### Materials provided

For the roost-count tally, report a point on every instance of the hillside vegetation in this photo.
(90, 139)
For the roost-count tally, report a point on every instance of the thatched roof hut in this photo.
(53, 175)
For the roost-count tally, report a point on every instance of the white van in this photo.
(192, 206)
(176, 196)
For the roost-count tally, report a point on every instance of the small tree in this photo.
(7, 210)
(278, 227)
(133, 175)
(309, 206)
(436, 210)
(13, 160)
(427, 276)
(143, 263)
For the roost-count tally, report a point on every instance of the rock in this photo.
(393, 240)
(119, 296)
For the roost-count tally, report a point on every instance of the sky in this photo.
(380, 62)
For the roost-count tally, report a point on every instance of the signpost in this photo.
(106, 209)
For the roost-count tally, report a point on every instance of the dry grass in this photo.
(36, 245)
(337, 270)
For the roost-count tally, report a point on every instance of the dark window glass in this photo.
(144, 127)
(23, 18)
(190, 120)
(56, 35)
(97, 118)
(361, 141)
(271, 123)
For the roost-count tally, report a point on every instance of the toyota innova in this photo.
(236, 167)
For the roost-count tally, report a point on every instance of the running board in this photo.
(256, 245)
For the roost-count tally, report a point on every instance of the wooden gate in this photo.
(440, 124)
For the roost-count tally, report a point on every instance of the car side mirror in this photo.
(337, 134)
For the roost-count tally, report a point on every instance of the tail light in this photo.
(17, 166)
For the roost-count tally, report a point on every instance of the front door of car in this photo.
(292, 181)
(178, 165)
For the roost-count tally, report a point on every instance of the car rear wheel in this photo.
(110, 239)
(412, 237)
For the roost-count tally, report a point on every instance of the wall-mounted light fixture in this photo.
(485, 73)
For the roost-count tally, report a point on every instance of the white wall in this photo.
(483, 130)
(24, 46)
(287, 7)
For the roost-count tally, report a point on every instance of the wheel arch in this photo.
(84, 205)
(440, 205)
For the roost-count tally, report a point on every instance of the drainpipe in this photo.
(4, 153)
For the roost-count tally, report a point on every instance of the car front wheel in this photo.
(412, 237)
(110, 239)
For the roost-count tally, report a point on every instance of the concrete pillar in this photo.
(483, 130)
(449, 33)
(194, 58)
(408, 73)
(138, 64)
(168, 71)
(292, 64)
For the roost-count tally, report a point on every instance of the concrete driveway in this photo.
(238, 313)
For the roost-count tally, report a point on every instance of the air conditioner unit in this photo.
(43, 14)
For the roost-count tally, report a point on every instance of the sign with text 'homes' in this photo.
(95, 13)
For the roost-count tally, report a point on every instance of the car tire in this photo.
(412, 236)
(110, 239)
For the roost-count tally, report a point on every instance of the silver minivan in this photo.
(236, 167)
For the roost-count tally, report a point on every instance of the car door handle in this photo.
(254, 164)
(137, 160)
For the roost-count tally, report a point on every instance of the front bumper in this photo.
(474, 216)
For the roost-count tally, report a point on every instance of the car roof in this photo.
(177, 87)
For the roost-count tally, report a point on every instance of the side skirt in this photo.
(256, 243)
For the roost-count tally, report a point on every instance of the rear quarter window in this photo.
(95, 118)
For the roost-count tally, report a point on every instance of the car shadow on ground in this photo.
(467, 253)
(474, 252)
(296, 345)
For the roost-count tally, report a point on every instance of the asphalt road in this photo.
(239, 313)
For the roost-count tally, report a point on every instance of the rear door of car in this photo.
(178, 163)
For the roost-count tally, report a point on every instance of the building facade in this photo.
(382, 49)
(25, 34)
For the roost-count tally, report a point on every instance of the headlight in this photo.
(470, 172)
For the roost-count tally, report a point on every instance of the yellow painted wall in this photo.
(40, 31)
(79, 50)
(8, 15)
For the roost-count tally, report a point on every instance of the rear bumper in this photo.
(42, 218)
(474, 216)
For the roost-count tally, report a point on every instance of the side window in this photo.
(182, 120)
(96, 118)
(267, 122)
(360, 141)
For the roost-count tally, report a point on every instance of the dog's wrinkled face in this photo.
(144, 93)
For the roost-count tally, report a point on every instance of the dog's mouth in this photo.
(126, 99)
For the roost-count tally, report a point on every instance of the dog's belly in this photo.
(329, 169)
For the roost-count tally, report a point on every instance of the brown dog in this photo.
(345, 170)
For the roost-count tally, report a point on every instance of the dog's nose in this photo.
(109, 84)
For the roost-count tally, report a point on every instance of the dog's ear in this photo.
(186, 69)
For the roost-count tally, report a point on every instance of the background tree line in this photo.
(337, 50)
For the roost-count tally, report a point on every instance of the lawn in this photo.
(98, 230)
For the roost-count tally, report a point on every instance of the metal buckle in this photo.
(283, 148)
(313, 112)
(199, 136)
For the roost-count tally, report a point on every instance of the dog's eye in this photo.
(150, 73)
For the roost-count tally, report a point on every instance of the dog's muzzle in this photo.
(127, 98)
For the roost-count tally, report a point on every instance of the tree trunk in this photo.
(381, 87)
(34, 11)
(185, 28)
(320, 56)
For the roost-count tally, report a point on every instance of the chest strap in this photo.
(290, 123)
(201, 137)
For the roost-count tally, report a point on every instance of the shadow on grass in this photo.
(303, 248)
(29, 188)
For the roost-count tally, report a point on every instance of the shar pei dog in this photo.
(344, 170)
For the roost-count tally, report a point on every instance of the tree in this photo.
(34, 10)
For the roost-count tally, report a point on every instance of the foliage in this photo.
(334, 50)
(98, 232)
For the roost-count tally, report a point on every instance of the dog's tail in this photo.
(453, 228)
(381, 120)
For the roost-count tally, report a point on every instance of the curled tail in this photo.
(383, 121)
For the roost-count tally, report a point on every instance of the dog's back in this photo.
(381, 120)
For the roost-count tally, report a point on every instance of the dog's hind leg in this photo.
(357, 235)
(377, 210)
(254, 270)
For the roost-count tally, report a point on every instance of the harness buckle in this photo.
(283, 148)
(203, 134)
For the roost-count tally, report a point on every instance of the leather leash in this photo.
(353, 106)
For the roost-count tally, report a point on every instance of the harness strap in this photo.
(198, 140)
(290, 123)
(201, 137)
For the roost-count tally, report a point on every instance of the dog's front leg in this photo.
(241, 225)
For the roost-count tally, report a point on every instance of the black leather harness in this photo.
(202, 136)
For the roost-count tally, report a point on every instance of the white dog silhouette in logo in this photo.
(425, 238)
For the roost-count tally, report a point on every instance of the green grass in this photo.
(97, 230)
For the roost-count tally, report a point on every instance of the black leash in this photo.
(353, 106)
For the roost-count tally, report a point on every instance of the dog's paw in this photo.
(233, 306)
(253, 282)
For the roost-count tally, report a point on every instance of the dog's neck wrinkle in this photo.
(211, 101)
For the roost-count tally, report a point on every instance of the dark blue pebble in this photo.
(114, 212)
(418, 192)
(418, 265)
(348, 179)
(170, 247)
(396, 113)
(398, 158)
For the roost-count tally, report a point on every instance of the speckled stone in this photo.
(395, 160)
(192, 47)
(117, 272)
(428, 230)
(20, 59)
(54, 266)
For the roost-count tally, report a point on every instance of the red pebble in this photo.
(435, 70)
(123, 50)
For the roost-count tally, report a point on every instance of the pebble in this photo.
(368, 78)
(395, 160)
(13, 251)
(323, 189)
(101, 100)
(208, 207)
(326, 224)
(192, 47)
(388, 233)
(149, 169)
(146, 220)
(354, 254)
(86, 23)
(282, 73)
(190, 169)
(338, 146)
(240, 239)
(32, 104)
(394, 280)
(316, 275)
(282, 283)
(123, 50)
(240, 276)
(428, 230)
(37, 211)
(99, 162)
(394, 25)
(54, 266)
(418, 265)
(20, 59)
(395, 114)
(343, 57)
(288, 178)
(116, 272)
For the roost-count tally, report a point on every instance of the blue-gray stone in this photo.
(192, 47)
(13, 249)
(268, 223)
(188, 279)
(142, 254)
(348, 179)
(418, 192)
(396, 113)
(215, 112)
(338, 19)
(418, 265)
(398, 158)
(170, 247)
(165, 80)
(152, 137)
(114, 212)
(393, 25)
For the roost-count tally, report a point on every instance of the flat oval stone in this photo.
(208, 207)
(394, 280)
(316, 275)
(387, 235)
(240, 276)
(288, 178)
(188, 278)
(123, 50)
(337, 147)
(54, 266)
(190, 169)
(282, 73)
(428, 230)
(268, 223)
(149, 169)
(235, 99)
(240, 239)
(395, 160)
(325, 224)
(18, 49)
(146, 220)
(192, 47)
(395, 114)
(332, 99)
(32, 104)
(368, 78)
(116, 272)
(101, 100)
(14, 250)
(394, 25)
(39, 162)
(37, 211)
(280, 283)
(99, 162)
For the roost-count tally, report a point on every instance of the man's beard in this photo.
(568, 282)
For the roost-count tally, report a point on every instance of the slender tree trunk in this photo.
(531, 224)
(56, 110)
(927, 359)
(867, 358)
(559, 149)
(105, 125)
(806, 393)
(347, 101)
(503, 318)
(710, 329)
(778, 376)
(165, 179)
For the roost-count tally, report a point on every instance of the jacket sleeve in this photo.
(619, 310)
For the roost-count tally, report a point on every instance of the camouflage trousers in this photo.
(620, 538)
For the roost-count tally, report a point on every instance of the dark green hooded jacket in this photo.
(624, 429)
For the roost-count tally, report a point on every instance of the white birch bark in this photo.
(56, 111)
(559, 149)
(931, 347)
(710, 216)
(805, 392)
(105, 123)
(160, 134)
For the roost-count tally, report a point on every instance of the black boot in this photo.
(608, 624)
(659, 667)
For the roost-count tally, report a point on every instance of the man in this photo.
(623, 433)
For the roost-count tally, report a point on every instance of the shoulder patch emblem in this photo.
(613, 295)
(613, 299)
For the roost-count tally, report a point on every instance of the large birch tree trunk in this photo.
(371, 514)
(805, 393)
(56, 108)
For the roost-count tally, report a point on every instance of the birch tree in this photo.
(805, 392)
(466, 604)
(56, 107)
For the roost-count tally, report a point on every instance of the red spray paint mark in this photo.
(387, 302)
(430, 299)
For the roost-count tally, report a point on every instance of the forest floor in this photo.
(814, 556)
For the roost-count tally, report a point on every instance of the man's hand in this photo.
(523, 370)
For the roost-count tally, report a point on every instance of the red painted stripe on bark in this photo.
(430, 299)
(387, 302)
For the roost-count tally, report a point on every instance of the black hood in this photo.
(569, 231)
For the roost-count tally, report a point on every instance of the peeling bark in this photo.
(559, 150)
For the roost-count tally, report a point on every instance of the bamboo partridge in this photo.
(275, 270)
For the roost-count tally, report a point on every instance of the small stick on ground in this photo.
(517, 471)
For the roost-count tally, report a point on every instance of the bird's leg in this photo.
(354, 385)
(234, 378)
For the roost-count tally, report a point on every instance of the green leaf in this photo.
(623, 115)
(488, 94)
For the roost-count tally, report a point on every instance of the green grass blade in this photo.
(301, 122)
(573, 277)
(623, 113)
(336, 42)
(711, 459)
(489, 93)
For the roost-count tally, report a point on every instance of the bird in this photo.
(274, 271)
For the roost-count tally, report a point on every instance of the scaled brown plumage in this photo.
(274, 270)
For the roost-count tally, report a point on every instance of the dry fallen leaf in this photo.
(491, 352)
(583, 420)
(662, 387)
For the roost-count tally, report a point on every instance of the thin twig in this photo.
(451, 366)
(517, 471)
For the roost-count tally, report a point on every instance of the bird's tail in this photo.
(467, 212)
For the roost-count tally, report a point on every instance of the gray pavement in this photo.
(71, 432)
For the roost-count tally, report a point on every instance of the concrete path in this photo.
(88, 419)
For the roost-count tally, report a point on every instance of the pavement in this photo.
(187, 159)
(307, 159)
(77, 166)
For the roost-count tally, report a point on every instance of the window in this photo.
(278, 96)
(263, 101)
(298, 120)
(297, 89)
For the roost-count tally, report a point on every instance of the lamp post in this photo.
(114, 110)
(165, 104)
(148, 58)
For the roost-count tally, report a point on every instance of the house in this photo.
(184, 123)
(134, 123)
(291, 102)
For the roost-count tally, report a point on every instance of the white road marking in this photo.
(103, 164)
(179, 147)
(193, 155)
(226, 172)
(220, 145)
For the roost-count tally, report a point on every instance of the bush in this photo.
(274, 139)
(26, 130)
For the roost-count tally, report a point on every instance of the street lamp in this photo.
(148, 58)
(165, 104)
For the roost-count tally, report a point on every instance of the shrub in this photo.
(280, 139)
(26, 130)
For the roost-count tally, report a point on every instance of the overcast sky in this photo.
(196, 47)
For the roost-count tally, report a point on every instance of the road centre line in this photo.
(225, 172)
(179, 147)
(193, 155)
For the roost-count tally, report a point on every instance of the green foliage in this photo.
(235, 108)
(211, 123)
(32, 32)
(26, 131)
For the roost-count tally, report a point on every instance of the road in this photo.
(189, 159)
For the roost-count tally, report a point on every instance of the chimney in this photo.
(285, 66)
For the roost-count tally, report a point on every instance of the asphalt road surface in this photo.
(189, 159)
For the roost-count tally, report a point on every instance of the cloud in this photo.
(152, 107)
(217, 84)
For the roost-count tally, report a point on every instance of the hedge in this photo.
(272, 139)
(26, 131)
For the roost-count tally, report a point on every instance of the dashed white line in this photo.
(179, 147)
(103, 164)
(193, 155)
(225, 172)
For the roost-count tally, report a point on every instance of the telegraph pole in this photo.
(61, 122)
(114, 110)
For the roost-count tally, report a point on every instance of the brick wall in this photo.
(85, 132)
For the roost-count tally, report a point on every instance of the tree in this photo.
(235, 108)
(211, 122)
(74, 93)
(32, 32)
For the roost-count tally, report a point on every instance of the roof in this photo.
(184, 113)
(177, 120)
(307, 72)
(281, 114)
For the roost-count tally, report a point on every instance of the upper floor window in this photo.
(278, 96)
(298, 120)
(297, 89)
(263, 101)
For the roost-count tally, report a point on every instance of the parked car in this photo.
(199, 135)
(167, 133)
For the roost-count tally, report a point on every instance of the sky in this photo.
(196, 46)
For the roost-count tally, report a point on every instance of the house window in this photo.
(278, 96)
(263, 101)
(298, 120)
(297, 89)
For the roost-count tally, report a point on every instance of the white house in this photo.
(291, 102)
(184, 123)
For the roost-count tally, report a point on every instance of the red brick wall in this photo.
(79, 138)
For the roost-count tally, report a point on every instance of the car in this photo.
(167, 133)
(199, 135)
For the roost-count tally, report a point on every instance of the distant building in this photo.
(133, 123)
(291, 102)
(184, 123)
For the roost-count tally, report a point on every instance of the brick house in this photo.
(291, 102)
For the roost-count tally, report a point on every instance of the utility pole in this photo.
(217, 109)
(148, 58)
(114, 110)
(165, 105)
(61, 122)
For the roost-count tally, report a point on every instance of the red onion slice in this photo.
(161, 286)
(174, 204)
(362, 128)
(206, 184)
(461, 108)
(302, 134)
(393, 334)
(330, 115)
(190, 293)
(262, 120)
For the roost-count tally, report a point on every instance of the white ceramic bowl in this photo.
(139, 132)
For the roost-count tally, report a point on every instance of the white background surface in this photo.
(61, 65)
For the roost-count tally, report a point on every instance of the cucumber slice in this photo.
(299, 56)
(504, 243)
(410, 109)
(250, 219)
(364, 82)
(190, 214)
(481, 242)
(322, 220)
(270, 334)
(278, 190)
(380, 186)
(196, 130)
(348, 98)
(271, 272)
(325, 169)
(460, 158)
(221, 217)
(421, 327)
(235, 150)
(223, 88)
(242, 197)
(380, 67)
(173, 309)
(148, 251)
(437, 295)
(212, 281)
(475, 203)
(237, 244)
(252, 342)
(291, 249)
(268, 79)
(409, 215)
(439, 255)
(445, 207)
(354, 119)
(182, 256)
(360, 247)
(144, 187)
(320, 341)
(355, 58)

### Task statement
Transcribe the material word for word, starting at the line that contains "cucumber slice in this photo." and ending with the last line of the material.

### Solution to this task
For the roost-count tally, report a point on every instance of the cucumber slice in this photo.
(299, 56)
(504, 243)
(410, 109)
(250, 219)
(364, 82)
(190, 214)
(481, 242)
(322, 220)
(270, 334)
(278, 190)
(380, 186)
(196, 130)
(348, 98)
(271, 272)
(325, 169)
(460, 158)
(221, 217)
(421, 327)
(235, 150)
(223, 88)
(242, 197)
(380, 67)
(173, 309)
(148, 251)
(437, 295)
(212, 281)
(475, 203)
(237, 244)
(252, 342)
(291, 249)
(268, 79)
(409, 215)
(439, 255)
(445, 207)
(354, 119)
(182, 256)
(360, 247)
(144, 187)
(320, 341)
(355, 58)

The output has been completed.